**Exercise instructions**
Which lines in the material below contain the word "every"? Copy each of them.

**Material provided**

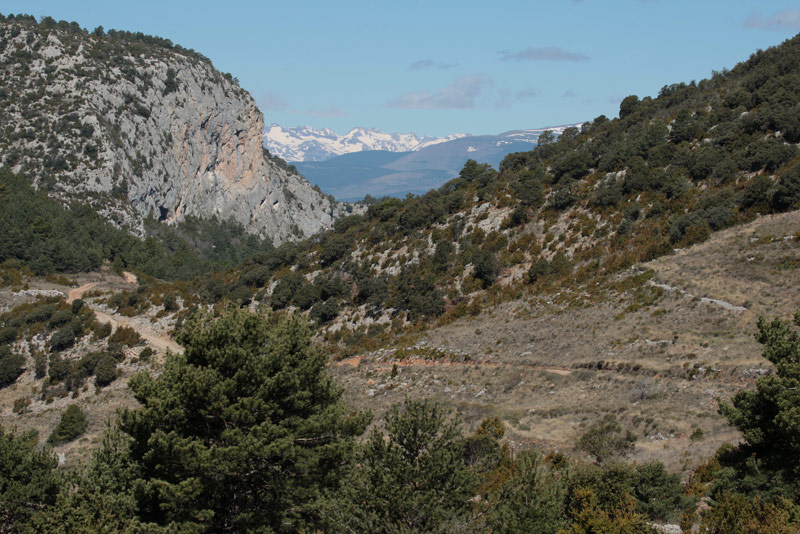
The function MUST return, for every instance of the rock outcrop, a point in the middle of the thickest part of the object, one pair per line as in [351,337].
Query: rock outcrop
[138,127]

...

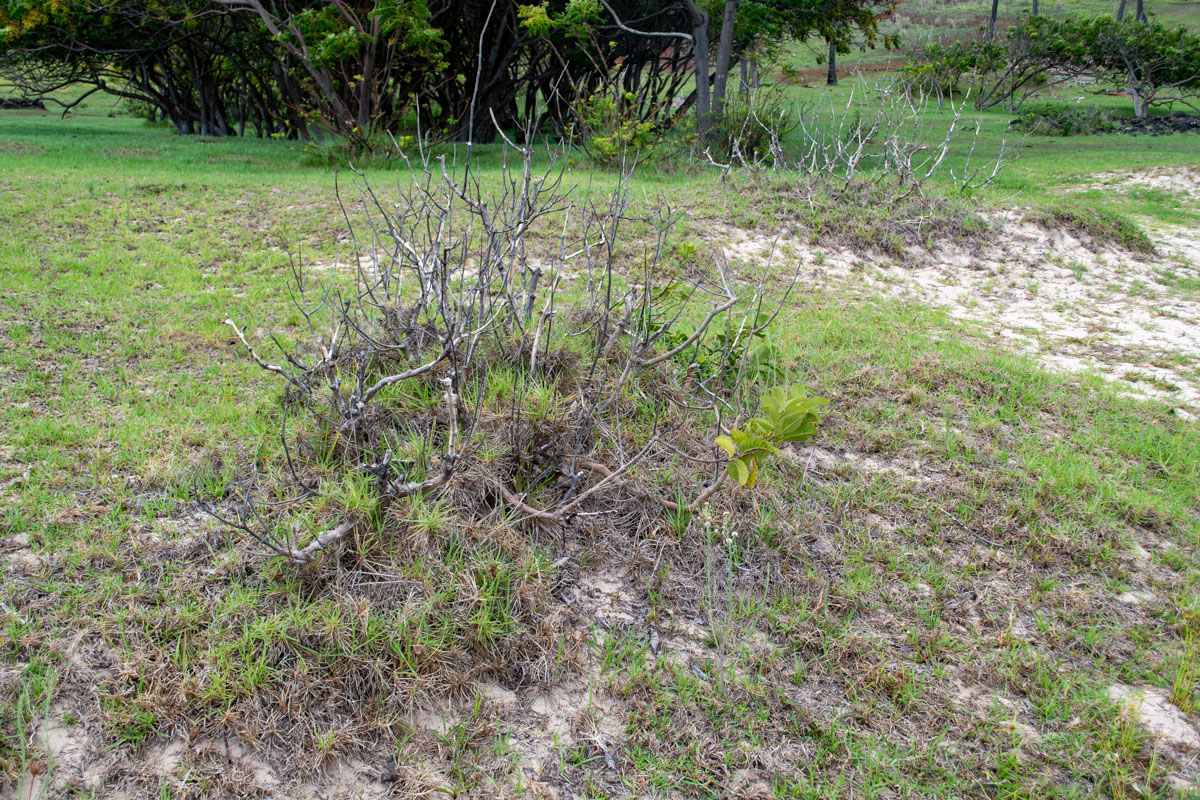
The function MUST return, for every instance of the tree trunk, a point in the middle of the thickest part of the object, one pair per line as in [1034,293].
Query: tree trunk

**Solution below**
The function MUST return, for every instance of the rock outcrop, a point in the middle of the thickest part of the object, one pair per line as in [351,337].
The function MUST return, for every instance of the tree trunk, a point in the middle of the thickest part of the object, one pair per line as in [1034,293].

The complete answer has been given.